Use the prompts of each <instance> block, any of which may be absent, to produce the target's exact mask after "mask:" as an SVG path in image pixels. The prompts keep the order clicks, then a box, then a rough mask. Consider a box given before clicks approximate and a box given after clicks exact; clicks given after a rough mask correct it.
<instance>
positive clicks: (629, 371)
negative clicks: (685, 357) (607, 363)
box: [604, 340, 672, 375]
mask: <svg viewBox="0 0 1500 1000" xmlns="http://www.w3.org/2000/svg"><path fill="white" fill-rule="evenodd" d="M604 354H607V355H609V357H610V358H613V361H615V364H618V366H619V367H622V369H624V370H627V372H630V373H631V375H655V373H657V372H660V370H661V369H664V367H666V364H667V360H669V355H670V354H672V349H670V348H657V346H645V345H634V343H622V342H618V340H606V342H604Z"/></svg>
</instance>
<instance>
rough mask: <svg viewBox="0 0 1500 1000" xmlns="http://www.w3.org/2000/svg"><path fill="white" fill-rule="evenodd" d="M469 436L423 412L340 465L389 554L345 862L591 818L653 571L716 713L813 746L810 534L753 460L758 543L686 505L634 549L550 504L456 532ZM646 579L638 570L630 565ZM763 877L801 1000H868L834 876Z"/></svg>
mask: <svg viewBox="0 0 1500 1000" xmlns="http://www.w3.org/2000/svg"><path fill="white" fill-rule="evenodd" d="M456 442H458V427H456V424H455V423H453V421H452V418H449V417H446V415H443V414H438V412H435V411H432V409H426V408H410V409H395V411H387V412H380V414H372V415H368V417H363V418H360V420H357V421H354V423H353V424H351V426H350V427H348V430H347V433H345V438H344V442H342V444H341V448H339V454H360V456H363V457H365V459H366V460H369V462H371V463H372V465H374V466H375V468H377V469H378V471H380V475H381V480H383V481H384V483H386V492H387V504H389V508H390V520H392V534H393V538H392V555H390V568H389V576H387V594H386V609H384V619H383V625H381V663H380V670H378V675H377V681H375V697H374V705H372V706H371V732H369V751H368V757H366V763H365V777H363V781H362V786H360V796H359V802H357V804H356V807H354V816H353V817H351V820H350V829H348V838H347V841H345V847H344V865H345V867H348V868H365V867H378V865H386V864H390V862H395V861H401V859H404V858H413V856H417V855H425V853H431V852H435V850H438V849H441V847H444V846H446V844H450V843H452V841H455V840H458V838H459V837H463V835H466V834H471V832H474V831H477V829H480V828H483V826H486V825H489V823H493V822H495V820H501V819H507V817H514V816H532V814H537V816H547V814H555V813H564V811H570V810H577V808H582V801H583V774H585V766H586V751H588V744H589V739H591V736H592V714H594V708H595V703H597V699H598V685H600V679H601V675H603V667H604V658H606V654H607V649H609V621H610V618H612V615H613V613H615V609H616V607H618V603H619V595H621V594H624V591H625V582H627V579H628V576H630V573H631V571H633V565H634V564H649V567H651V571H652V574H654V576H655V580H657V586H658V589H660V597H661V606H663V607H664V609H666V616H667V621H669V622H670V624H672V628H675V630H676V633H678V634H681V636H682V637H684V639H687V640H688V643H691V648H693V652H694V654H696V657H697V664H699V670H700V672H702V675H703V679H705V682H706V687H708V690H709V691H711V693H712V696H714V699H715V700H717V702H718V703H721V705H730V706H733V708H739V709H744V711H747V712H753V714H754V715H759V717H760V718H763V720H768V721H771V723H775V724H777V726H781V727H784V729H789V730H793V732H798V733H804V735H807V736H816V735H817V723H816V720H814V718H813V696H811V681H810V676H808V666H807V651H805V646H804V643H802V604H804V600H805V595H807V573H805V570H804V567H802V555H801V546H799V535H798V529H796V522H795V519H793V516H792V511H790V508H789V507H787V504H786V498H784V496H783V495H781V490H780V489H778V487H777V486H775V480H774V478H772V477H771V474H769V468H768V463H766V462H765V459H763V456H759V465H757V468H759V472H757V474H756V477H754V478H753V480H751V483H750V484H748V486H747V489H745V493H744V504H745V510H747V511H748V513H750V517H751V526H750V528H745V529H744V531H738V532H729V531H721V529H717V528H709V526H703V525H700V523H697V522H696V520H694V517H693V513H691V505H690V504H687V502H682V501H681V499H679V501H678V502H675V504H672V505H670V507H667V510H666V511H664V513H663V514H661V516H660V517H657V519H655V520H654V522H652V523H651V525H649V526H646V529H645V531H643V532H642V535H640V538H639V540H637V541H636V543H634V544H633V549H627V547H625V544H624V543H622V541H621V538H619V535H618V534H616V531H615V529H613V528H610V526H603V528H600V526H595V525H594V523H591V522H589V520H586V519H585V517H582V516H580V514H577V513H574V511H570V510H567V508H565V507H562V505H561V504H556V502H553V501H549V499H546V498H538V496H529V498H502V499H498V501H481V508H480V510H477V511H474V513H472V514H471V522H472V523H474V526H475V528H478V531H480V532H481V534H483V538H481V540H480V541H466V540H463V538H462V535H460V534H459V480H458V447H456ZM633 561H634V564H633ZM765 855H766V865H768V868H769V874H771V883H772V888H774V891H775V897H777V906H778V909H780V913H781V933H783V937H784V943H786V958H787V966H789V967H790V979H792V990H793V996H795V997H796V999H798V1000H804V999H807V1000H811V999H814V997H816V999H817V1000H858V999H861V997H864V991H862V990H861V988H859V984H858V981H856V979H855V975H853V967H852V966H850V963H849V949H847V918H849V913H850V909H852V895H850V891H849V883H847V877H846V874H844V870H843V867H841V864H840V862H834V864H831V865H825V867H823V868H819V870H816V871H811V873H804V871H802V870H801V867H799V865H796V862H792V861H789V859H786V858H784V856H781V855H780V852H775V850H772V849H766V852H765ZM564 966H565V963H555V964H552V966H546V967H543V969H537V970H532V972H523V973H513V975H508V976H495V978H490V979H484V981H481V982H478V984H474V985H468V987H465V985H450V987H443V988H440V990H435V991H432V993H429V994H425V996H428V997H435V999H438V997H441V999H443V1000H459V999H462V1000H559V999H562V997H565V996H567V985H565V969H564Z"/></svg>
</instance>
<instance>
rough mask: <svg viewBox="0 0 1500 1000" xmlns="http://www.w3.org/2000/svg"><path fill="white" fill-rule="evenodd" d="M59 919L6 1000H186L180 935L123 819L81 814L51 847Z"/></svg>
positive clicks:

* * * * * * *

→ What to produce:
Set down the entries above again, word for word.

→ Written answer:
Use the prompts of each <instance> block, any of which may be absent, to produce the target's exact mask after "mask:" as an SVG path in image pixels. The prompts keep the order clicks, then a box, then a rough mask. Consider a box given before clicks approximate and a box given after clicks exact; clicks given after a rough mask correct it.
<instance>
positive clicks: (629, 371)
negative clicks: (685, 357) (607, 363)
box: [604, 340, 672, 375]
mask: <svg viewBox="0 0 1500 1000" xmlns="http://www.w3.org/2000/svg"><path fill="white" fill-rule="evenodd" d="M604 354H607V355H609V357H610V358H613V361H615V364H618V366H619V367H622V369H624V370H627V372H630V373H631V375H655V373H657V372H660V370H661V369H664V367H666V364H667V360H669V355H670V354H672V349H670V348H657V346H645V345H634V343H622V342H618V340H606V342H604Z"/></svg>
</instance>
<instance>
rough mask: <svg viewBox="0 0 1500 1000" xmlns="http://www.w3.org/2000/svg"><path fill="white" fill-rule="evenodd" d="M469 436L423 412L340 465L389 554L345 862L591 818L653 571L716 713L813 746L810 534L753 460L758 543L686 505L634 549L550 504L456 532ZM646 579L638 570L630 565ZM763 877L801 1000H868L834 876Z"/></svg>
mask: <svg viewBox="0 0 1500 1000" xmlns="http://www.w3.org/2000/svg"><path fill="white" fill-rule="evenodd" d="M456 442H458V427H456V424H455V423H453V421H452V418H449V417H446V415H443V414H438V412H435V411H432V409H426V408H410V409H395V411H387V412H380V414H372V415H368V417H363V418H360V420H357V421H354V423H353V424H351V426H350V427H348V430H347V433H345V438H344V442H342V444H341V448H339V454H360V456H363V457H365V459H366V460H369V462H371V463H372V465H374V466H375V468H377V469H378V471H380V475H381V480H383V481H384V483H386V492H387V504H389V508H390V520H392V534H393V538H392V555H390V568H389V576H387V594H386V609H384V619H383V625H381V663H380V670H378V675H377V681H375V697H374V705H372V706H371V732H369V751H368V757H366V763H365V777H363V781H362V786H360V796H359V802H357V804H356V807H354V816H353V817H351V820H350V829H348V838H347V841H345V847H344V865H345V867H348V868H365V867H378V865H386V864H390V862H395V861H401V859H404V858H413V856H417V855H425V853H431V852H435V850H438V849H441V847H444V846H446V844H450V843H452V841H455V840H458V838H459V837H463V835H466V834H471V832H474V831H477V829H480V828H483V826H486V825H489V823H493V822H495V820H501V819H507V817H514V816H532V814H537V816H547V814H555V813H564V811H570V810H577V808H582V801H583V774H585V766H586V751H588V744H589V739H591V736H592V714H594V708H595V703H597V699H598V685H600V679H601V675H603V667H604V658H606V654H607V649H609V621H610V618H612V615H613V613H615V609H616V607H618V603H619V595H621V594H624V591H625V582H627V579H628V576H630V573H631V571H633V565H634V564H649V567H651V571H652V574H654V576H655V580H657V586H658V589H660V597H661V606H663V607H664V609H666V616H667V621H669V622H670V624H672V628H675V630H676V633H678V634H681V636H682V637H684V639H687V640H688V643H691V648H693V652H694V654H696V657H697V664H699V670H700V672H702V675H703V679H705V682H706V687H708V690H709V691H711V693H712V696H714V699H715V700H717V702H718V703H721V705H730V706H733V708H739V709H744V711H747V712H753V714H754V715H759V717H760V718H763V720H768V721H771V723H775V724H777V726H781V727H784V729H789V730H793V732H798V733H804V735H807V736H816V735H817V723H816V720H814V718H813V696H811V681H810V676H808V666H807V651H805V646H804V643H802V604H804V600H805V595H807V573H805V570H804V567H802V555H801V546H799V535H798V529H796V522H795V519H793V516H792V511H790V508H789V507H787V504H786V498H784V496H783V495H781V490H780V489H778V487H777V486H775V480H774V478H772V477H771V474H769V468H768V463H766V462H765V459H763V456H759V465H757V468H759V472H757V474H756V477H754V478H753V480H751V483H750V484H748V486H747V489H745V493H744V504H745V510H747V511H748V513H750V517H751V526H750V528H745V529H744V531H738V532H729V531H721V529H717V528H709V526H703V525H700V523H697V522H696V520H694V517H693V513H691V505H690V504H687V502H682V501H681V499H679V501H678V502H675V504H672V505H670V507H667V510H666V511H664V513H663V514H661V516H660V517H657V519H655V520H654V522H652V523H651V525H649V526H646V529H645V531H643V532H642V535H640V538H639V540H637V541H636V543H634V544H633V549H627V547H625V544H624V543H622V541H621V538H619V535H618V534H616V531H615V529H613V528H610V526H603V528H600V526H595V525H594V523H591V522H589V520H586V519H585V517H582V516H580V514H577V513H574V511H570V510H567V508H565V507H562V505H561V504H556V502H553V501H549V499H546V498H538V496H529V498H502V499H498V501H481V508H480V510H477V511H474V513H472V514H471V522H472V523H474V526H475V528H478V531H480V532H481V534H483V538H481V540H480V541H466V540H463V538H462V535H460V534H459V480H458V447H456ZM633 561H634V564H633ZM765 855H766V865H768V868H769V874H771V883H772V888H774V891H775V897H777V906H778V909H780V913H781V933H783V937H784V943H786V958H787V966H789V967H790V979H792V990H793V996H795V997H796V999H798V1000H804V999H807V1000H811V999H814V997H816V999H817V1000H858V999H861V997H864V991H862V990H861V988H859V984H858V981H856V979H855V975H853V967H852V966H850V963H849V949H847V918H849V913H850V909H852V895H850V891H849V883H847V877H846V874H844V870H843V867H841V864H840V862H834V864H831V865H825V867H823V868H819V870H816V871H811V873H804V871H802V870H801V867H799V865H796V862H792V861H789V859H786V858H784V856H781V855H780V852H775V850H772V849H766V852H765ZM564 966H565V963H555V964H552V966H546V967H543V969H537V970H532V972H523V973H513V975H508V976H495V978H490V979H484V981H481V982H478V984H474V985H468V987H465V985H450V987H443V988H440V990H435V991H432V993H429V994H425V996H428V997H435V999H438V997H441V999H443V1000H459V999H462V1000H559V999H562V997H565V996H567V985H565V969H564Z"/></svg>
</instance>
<instance>
rough mask: <svg viewBox="0 0 1500 1000" xmlns="http://www.w3.org/2000/svg"><path fill="white" fill-rule="evenodd" d="M59 919L6 1000H186L180 935L123 819L81 814L51 847Z"/></svg>
positive clicks:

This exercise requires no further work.